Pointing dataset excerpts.
========================================

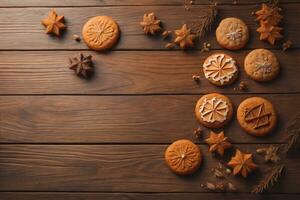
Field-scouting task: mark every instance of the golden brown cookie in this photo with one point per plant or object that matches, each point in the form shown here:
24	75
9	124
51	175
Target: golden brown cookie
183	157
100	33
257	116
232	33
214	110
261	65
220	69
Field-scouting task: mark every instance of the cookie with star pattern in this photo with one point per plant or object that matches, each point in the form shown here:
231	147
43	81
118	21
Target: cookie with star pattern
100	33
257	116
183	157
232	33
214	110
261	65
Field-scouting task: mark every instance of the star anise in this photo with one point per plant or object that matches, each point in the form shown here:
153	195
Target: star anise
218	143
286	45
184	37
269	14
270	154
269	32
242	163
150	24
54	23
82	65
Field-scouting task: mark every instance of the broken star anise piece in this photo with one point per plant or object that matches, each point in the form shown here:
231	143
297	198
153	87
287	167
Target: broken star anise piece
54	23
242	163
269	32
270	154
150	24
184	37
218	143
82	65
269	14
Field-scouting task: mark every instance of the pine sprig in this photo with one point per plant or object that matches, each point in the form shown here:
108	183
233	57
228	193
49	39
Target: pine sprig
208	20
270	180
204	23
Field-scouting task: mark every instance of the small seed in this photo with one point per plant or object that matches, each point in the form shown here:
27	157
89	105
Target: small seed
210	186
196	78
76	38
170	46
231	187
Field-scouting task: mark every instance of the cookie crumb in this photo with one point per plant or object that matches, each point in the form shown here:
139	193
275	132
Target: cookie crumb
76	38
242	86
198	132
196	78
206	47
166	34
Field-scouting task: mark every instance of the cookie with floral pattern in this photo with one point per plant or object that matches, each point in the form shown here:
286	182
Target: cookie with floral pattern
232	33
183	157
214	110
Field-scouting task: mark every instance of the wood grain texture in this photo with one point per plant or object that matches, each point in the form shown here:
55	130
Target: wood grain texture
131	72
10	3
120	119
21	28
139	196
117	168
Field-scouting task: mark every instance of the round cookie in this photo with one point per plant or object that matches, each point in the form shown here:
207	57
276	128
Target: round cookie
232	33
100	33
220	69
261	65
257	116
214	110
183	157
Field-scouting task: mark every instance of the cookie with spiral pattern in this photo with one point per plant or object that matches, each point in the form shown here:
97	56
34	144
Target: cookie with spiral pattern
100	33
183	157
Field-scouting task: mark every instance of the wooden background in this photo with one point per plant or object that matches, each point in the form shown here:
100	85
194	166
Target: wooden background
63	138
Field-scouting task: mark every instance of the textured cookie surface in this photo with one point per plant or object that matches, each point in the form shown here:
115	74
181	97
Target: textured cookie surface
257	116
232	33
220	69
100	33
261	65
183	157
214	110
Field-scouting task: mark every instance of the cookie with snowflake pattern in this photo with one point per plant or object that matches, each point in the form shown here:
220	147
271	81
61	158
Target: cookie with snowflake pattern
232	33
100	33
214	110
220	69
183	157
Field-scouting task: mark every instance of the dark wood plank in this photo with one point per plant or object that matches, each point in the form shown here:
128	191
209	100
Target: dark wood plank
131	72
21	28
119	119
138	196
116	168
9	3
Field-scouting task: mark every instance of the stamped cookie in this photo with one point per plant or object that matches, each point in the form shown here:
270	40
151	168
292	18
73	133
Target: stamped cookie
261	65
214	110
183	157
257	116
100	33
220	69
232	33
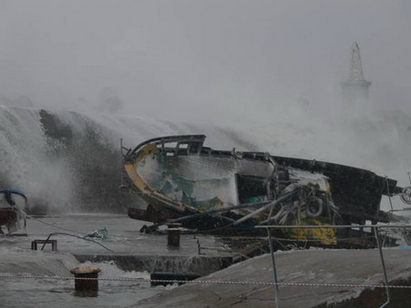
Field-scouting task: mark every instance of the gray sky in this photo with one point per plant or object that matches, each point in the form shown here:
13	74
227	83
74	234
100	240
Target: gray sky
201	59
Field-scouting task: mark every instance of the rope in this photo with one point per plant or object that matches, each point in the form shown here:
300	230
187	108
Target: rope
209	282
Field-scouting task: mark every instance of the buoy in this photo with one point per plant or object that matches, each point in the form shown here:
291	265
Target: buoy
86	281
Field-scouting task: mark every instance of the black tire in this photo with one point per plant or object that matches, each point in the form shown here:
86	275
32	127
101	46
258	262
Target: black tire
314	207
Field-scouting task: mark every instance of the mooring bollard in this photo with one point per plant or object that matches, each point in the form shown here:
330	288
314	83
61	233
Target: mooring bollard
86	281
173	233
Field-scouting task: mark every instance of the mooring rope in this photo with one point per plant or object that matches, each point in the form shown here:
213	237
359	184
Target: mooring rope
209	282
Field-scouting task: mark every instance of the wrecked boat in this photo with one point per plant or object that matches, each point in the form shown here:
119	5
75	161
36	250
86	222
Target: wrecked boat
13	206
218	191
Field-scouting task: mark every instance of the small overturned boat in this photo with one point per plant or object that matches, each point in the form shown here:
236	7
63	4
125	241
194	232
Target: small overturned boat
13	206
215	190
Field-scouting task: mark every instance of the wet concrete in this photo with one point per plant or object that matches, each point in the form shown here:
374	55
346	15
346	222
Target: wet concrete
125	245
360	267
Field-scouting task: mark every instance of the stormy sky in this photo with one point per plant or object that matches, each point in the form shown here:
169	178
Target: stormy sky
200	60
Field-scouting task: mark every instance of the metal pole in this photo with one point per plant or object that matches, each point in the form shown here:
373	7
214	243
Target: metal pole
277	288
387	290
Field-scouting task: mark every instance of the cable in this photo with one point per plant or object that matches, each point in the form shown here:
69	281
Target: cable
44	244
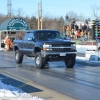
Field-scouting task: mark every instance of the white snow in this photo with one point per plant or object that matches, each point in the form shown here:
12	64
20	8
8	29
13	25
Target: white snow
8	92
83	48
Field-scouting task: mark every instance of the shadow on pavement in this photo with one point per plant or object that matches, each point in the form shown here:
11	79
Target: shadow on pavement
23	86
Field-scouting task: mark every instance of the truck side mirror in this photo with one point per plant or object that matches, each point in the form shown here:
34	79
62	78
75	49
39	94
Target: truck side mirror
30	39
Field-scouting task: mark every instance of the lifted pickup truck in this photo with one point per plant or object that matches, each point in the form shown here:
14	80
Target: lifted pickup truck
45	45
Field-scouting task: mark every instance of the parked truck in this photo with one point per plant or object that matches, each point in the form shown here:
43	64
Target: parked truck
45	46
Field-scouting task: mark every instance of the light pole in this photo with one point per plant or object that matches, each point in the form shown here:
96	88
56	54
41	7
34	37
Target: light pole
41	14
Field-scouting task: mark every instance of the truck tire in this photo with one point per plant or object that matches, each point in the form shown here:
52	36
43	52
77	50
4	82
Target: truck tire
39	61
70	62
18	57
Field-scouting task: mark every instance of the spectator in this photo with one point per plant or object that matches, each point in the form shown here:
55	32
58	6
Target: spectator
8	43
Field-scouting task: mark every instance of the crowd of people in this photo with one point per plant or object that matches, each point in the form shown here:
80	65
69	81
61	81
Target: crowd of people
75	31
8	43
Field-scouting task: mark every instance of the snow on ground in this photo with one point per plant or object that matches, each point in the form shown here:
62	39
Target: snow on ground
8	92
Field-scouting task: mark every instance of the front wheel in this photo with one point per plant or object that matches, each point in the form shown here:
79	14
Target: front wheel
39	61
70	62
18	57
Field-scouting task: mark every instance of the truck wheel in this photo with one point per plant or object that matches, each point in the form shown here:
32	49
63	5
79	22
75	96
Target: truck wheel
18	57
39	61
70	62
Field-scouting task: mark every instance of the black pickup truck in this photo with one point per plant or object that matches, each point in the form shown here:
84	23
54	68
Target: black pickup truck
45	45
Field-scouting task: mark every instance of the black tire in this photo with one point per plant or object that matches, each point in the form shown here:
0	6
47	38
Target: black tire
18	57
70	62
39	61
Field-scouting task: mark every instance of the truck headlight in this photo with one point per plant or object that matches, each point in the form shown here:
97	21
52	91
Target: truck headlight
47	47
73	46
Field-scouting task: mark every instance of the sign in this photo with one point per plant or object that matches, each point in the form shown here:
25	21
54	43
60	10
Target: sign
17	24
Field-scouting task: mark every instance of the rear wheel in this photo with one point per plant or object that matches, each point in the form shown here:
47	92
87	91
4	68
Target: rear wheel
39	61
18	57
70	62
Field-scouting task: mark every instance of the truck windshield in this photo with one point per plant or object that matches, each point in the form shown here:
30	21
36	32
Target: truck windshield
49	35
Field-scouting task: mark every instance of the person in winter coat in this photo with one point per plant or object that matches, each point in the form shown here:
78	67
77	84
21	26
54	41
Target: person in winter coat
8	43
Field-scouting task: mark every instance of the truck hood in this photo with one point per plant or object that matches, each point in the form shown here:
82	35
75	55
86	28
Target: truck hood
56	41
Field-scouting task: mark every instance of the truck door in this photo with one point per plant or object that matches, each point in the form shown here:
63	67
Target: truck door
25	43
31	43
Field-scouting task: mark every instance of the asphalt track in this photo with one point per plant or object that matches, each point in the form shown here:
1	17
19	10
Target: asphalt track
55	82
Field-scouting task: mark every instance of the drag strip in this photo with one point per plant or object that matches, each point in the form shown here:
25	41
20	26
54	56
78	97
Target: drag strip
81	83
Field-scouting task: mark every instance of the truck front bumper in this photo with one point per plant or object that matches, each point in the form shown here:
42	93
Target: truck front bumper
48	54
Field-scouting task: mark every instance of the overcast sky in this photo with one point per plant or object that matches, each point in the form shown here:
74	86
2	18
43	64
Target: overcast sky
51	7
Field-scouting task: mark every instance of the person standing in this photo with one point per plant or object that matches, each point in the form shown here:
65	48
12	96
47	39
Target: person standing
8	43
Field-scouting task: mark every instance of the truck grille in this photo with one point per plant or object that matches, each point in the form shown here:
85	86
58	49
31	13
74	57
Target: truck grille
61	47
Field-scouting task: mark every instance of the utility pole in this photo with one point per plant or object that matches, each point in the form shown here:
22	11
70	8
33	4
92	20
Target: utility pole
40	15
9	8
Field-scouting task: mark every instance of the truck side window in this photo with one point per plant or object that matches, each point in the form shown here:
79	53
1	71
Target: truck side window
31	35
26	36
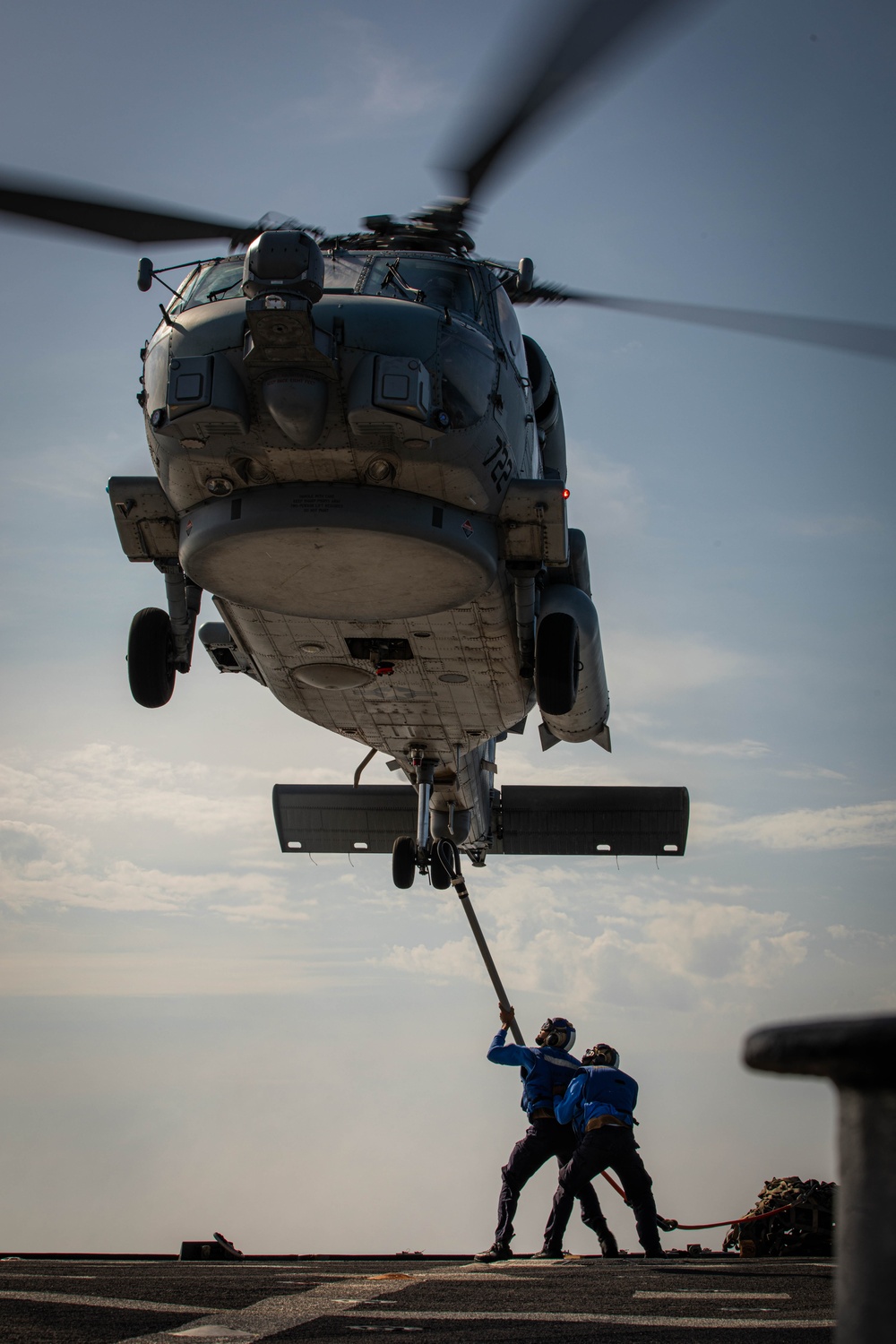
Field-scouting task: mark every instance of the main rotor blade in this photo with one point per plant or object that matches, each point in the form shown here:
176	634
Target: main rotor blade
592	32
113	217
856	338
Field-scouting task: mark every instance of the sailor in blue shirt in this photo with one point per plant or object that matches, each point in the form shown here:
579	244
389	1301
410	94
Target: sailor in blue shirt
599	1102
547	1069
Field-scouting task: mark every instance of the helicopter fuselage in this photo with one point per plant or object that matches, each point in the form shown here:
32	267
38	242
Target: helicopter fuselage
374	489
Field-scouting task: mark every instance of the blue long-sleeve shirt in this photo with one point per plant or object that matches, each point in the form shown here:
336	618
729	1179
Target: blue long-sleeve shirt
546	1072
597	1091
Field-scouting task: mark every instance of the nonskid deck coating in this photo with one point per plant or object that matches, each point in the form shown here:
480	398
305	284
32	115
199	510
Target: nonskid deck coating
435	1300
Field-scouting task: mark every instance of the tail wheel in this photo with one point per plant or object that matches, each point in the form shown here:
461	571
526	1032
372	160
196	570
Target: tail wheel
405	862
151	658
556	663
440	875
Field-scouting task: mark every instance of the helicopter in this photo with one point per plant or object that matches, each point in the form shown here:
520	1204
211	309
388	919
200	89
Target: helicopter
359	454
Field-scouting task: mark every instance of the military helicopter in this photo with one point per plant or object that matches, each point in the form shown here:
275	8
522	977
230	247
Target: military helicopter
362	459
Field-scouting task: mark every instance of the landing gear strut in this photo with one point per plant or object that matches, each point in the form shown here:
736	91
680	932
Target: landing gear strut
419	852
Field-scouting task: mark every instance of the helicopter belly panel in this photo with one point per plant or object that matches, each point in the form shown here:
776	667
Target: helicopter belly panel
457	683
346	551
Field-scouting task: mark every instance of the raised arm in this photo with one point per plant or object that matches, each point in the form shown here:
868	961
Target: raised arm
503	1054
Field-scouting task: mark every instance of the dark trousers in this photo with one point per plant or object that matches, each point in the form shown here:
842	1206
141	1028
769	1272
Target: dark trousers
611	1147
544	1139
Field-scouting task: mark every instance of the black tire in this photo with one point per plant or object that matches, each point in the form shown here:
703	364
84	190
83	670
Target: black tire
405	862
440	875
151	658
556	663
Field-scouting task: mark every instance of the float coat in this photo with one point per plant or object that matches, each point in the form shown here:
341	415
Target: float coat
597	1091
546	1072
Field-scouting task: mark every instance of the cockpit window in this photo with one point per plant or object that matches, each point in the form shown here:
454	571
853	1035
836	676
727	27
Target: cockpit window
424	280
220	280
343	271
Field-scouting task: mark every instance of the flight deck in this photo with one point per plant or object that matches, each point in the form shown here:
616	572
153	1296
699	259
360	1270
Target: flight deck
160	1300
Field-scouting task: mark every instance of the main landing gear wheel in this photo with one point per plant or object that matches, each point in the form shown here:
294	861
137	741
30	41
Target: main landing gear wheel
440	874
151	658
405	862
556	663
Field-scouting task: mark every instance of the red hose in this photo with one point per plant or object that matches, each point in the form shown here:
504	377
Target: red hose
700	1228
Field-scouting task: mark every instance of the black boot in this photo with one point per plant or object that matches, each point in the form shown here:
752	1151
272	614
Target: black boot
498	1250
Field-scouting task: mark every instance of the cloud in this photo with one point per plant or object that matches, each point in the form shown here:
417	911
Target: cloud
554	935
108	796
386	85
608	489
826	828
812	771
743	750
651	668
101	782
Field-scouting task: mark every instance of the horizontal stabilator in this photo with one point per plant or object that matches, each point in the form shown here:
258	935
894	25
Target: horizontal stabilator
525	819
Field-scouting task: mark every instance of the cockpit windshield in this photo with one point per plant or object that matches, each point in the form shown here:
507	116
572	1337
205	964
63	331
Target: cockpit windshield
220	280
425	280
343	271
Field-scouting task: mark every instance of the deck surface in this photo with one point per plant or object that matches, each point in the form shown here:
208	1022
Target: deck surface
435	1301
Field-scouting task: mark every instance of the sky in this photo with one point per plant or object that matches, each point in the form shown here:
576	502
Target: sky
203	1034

========================================

Task prompt. Rewrite the material from the line containing "Field-scouting task: mark every instance of the sky" through the end as a JSON list of strings, with each line as one string. Include both ends and leave out blank lines.

Solution to this problem.
[
  "Field-scouting task: mark every instance of the sky in this photo with one point per plant or object that matches, each point in the form shown here:",
  "576\t502",
  "Target: sky",
  "203\t1034"
]